:: EXERCISE PROMPT ::
A complete and exact copy of the entries below is the expected result.

:: SOURCE INFORMATION ::

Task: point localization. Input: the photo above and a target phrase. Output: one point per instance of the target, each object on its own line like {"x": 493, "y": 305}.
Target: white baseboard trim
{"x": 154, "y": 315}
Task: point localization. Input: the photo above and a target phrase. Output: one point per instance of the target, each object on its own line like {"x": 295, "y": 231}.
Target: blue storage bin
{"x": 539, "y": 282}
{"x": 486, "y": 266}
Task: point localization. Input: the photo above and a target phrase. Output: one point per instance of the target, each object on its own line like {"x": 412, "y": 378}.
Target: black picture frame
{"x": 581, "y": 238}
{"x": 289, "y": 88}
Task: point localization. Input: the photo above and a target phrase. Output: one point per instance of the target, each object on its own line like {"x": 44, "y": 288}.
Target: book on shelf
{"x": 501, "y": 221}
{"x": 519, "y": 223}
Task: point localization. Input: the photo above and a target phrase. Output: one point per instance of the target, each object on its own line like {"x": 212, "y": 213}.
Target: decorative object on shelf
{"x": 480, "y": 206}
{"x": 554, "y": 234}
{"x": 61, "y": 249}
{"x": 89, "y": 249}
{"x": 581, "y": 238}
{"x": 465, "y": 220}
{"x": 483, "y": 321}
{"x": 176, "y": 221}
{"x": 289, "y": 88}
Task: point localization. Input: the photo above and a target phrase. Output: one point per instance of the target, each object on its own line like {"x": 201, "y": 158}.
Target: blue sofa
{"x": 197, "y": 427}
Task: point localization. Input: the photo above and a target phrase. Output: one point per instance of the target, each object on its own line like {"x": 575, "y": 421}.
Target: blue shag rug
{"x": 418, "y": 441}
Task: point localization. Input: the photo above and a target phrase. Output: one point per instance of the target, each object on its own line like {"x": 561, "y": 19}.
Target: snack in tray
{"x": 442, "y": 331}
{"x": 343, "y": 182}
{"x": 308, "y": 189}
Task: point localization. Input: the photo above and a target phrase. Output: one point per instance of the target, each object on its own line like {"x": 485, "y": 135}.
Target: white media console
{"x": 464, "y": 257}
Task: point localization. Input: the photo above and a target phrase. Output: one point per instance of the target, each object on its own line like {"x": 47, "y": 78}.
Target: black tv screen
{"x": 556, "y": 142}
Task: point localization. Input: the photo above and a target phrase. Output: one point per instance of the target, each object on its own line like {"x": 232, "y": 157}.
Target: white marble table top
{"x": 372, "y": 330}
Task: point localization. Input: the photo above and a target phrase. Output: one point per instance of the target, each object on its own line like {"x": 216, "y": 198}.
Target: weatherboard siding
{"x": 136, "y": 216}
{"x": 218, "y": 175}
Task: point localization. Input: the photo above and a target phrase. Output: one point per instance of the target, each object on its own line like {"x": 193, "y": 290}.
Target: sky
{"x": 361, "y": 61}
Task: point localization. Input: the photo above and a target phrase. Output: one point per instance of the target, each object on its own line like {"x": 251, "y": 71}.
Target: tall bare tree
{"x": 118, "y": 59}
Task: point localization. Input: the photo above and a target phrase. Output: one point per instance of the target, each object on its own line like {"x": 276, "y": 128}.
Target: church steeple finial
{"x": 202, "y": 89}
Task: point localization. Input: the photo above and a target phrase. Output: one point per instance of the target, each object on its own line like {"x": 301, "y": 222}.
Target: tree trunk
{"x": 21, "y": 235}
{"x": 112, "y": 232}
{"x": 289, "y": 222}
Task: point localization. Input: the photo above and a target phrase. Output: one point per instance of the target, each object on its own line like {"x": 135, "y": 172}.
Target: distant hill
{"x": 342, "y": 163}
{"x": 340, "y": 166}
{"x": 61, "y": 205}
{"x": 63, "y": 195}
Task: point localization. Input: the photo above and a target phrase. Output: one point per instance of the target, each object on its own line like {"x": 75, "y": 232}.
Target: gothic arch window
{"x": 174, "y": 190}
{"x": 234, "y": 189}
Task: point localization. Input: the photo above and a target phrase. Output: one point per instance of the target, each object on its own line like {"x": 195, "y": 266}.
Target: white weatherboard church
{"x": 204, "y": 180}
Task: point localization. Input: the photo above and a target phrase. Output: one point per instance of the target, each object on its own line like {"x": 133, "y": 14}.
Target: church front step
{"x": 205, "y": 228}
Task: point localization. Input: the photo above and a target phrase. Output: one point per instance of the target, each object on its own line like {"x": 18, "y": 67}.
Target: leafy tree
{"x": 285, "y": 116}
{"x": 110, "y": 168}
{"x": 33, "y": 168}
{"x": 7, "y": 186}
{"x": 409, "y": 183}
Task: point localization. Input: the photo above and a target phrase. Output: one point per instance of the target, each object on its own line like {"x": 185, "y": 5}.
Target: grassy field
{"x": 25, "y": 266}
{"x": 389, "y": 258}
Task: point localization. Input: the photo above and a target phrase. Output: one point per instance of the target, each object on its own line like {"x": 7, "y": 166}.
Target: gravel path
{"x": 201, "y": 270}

:: EXERCISE SOLUTION ::
Task: point localization. Input: the photo above and a target phrase. Output: one point per instance of the target, each object on its own line like {"x": 493, "y": 305}.
Target: white baseboard trim
{"x": 154, "y": 315}
Task: point localization. Input: the photo above and a target phrase. Output: one point per instance of the target, each object on its own line like {"x": 295, "y": 231}.
Target: blue storage bin
{"x": 539, "y": 282}
{"x": 486, "y": 266}
Task: point localization. Input: the photo above and a target phrase. Output: one point per instance of the target, each object on its own line like {"x": 412, "y": 378}.
Target: black picture frame
{"x": 581, "y": 238}
{"x": 289, "y": 88}
Task: point localization. Input: the photo above and a target phrase. Output: one point per instance of the target, each object on its own line like {"x": 44, "y": 288}.
Target: book on shelf
{"x": 501, "y": 221}
{"x": 519, "y": 223}
Task: point localization. Input: the photo above and a target phrase. Output: one point per instance of the target, each object on its own line like {"x": 212, "y": 213}.
Target: decorative object on shelf
{"x": 480, "y": 206}
{"x": 554, "y": 234}
{"x": 61, "y": 249}
{"x": 89, "y": 249}
{"x": 581, "y": 238}
{"x": 465, "y": 220}
{"x": 483, "y": 321}
{"x": 176, "y": 221}
{"x": 289, "y": 88}
Task: point localization. Input: the photo above and a target phrase. Output: one point per instance of the target, each object on its own line like {"x": 201, "y": 158}.
Target: blue sofa
{"x": 197, "y": 427}
Task: point localization. Input: the photo above and a target phrase. Output: one point per instance of the target, each object on its own line like {"x": 575, "y": 421}.
Target: blue shag rug
{"x": 418, "y": 441}
Task: point localization. Input: the photo above and a target phrase. Output: one point per instance of the target, each object on its own line like {"x": 561, "y": 19}.
Target: snack in tray
{"x": 442, "y": 331}
{"x": 343, "y": 182}
{"x": 308, "y": 189}
Task: point localization. Input: the photo above and a target phrase. Output: one point per instance of the target, each object on its own line like {"x": 485, "y": 135}.
Target: white media console
{"x": 464, "y": 257}
Task: point localization. Input: the photo above and a target phrase. Output: one point per instance of the target, each object on its own line like {"x": 47, "y": 78}.
Target: black tv screen
{"x": 556, "y": 142}
Task: point localization. Input: the photo above and a target phrase. Output: one point per instance of the target, each object on its own line like {"x": 232, "y": 157}.
Target: white marble table top
{"x": 372, "y": 330}
Task: point localization. Input: the photo above and a target phrase. Output: one point per instance of the target, each object on its own line like {"x": 216, "y": 198}.
Target: weatherboard siding
{"x": 136, "y": 216}
{"x": 218, "y": 175}
Task: point localization. Input: the photo above and a target phrase. Output: one point per instance of the target, each object on its own line like {"x": 193, "y": 290}.
Target: sky
{"x": 361, "y": 61}
Task: point localization. Input: the photo above and a target phrase. Output: one point per instance of the target, each object on its own line like {"x": 251, "y": 71}.
Target: tall bare tree
{"x": 118, "y": 59}
Task: point localization. Input: the photo above and a target phrase. Output: one point per instance of the target, each object on its own line like {"x": 276, "y": 128}.
Target: church steeple finial
{"x": 202, "y": 89}
Task: point localization. Input: the photo above and a target phrase. Output: one point per instance of the target, each object on its own line like {"x": 301, "y": 222}.
Target: tree trunk
{"x": 21, "y": 235}
{"x": 112, "y": 232}
{"x": 289, "y": 222}
Task: point localization. Input: the photo above and a target phrase. Output: one point per instance of the target, each object on its own line like {"x": 135, "y": 172}.
Target: distant hill
{"x": 342, "y": 163}
{"x": 340, "y": 166}
{"x": 61, "y": 205}
{"x": 63, "y": 195}
Task: point localization. Input: the photo above and a target phrase. Output: one point per instance of the target, each object on its own line like {"x": 75, "y": 232}.
Target: gothic arch window
{"x": 174, "y": 190}
{"x": 234, "y": 189}
Task: point localization. Input: the photo above and a target phrase. Output: one point per instance of the target, each object on its own line like {"x": 195, "y": 266}.
Target: white weatherboard church
{"x": 204, "y": 180}
Task: point localization. Input: the photo above and a target phrase. Output: one point per instance of the target, each object on its own line like {"x": 133, "y": 14}.
Target: church front step
{"x": 205, "y": 228}
Task: point localization. Input: the photo above and a target phrase. Output: one point per instance of the target, each object on its own line like {"x": 18, "y": 67}.
Target: leafy tree
{"x": 285, "y": 116}
{"x": 110, "y": 168}
{"x": 33, "y": 168}
{"x": 7, "y": 186}
{"x": 409, "y": 183}
Task: point localization. Input: the photo above and a target phrase. Output: one point per instance of the target, each object on its own line like {"x": 185, "y": 5}.
Target: grassy field
{"x": 25, "y": 266}
{"x": 389, "y": 258}
Task: point localization. Input: the photo above and a target phrase. Output: one point per instance of the target, each object on its own line like {"x": 7, "y": 166}.
Target: gravel path
{"x": 201, "y": 270}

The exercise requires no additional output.